RECORDS |
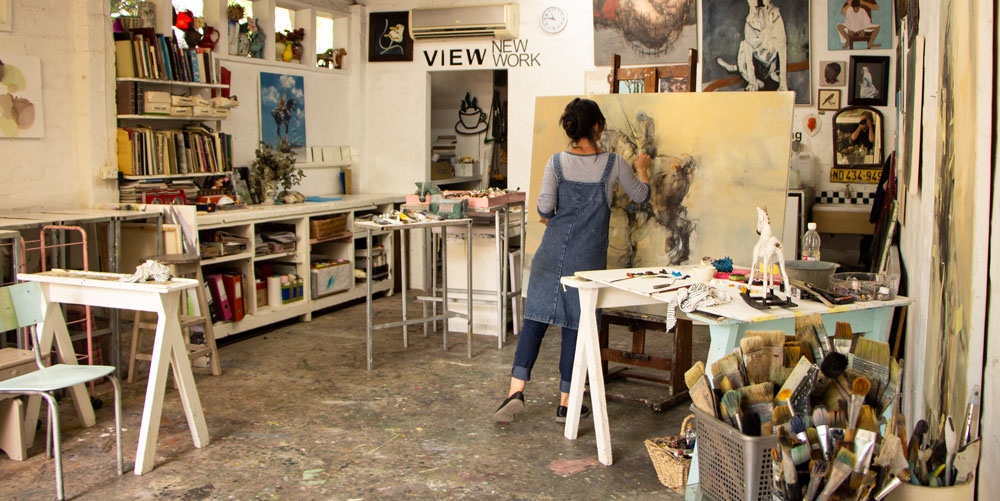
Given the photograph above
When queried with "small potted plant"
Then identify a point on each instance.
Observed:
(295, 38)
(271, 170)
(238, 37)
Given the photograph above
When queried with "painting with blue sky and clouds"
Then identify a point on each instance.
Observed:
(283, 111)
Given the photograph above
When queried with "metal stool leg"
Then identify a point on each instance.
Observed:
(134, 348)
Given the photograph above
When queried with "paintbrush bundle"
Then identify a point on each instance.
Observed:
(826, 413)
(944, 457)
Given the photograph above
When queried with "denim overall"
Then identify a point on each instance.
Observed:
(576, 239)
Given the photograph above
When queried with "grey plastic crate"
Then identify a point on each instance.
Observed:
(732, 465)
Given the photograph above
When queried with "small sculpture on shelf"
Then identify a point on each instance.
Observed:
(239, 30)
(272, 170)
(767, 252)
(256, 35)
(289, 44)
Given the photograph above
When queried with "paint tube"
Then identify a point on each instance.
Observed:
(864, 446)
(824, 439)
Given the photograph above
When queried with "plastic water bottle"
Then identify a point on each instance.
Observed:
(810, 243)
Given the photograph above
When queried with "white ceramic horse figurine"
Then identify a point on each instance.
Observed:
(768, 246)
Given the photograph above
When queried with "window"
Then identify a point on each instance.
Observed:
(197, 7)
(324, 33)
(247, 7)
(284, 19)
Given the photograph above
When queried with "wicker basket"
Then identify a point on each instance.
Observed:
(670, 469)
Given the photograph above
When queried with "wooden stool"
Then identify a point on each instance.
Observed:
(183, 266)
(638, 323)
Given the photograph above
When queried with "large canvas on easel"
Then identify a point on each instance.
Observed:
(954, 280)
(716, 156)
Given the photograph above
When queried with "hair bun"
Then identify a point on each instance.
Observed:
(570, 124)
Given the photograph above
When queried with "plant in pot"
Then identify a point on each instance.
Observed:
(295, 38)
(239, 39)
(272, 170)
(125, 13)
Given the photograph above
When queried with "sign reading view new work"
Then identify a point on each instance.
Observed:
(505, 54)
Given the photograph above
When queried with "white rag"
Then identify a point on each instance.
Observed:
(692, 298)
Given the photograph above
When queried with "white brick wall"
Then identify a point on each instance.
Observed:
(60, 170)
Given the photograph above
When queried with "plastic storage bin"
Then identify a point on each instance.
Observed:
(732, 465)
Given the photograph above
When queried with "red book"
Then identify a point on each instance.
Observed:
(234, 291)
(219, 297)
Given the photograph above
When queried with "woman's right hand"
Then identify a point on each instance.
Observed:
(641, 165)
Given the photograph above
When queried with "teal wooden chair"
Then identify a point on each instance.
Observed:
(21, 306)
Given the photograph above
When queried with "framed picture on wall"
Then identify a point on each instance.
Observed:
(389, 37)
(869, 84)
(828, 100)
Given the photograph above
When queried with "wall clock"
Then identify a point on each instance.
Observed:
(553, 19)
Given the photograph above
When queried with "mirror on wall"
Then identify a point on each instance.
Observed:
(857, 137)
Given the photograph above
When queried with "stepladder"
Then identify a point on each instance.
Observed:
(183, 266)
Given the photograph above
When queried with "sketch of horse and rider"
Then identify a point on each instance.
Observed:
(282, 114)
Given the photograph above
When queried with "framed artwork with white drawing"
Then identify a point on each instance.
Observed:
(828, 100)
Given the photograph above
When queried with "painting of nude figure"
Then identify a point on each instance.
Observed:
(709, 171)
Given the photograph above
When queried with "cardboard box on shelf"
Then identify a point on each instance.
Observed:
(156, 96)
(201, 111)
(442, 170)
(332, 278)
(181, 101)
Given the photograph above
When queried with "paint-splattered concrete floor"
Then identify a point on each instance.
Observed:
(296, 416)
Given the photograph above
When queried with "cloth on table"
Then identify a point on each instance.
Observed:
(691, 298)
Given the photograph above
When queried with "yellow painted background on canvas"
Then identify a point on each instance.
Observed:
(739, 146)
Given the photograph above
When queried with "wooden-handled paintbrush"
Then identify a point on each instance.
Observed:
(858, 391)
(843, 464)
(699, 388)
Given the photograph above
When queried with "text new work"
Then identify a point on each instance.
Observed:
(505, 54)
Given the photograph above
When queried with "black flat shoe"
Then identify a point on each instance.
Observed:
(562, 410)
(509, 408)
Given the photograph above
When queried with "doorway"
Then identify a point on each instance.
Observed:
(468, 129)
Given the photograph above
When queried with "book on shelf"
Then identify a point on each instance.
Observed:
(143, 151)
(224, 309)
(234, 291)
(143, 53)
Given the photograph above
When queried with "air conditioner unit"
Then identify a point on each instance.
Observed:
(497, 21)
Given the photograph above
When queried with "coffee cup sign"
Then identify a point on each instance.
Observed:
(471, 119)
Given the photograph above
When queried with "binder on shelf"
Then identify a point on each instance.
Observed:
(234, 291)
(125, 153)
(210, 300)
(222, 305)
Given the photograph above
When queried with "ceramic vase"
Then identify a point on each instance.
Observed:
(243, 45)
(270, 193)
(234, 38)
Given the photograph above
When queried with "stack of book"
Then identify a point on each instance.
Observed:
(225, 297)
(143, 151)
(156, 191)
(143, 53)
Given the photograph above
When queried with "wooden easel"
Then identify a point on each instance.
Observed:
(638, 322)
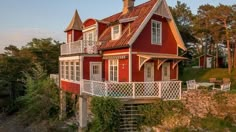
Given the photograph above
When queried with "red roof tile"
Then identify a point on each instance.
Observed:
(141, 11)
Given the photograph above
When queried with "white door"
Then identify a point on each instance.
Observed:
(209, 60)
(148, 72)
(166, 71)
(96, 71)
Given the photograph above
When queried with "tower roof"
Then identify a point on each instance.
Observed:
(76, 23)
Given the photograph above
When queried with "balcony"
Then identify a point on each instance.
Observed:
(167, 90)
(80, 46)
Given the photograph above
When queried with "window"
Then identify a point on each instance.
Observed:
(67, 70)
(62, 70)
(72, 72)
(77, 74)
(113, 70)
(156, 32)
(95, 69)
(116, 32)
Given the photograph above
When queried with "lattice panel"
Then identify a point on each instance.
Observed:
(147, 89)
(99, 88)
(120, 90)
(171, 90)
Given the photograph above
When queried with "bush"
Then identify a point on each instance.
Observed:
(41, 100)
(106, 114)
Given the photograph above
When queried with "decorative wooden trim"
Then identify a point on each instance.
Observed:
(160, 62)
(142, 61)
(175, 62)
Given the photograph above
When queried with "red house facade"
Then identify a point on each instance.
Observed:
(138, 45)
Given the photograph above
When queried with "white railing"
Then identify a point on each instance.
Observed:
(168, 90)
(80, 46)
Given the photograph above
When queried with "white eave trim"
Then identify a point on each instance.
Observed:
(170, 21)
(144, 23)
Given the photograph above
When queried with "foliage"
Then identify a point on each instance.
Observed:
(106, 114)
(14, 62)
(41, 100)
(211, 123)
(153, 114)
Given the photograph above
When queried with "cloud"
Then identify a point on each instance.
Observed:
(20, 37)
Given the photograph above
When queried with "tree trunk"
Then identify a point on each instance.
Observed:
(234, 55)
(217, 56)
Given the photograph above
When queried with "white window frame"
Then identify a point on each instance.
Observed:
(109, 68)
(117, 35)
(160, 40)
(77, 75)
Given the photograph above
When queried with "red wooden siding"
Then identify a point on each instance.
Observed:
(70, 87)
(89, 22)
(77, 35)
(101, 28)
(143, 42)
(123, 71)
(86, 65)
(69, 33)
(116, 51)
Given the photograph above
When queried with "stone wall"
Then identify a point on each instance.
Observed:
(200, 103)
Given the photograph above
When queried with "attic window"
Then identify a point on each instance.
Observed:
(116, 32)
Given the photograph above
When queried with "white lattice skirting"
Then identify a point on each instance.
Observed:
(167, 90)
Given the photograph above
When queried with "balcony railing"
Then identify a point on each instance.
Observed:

YOUR ASSIGNMENT | Lines holding the word "railing" in the entries above are the ones to pull out. Copy them all.

RESULT |
When queried with "white railing"
When queried with "balcony railing"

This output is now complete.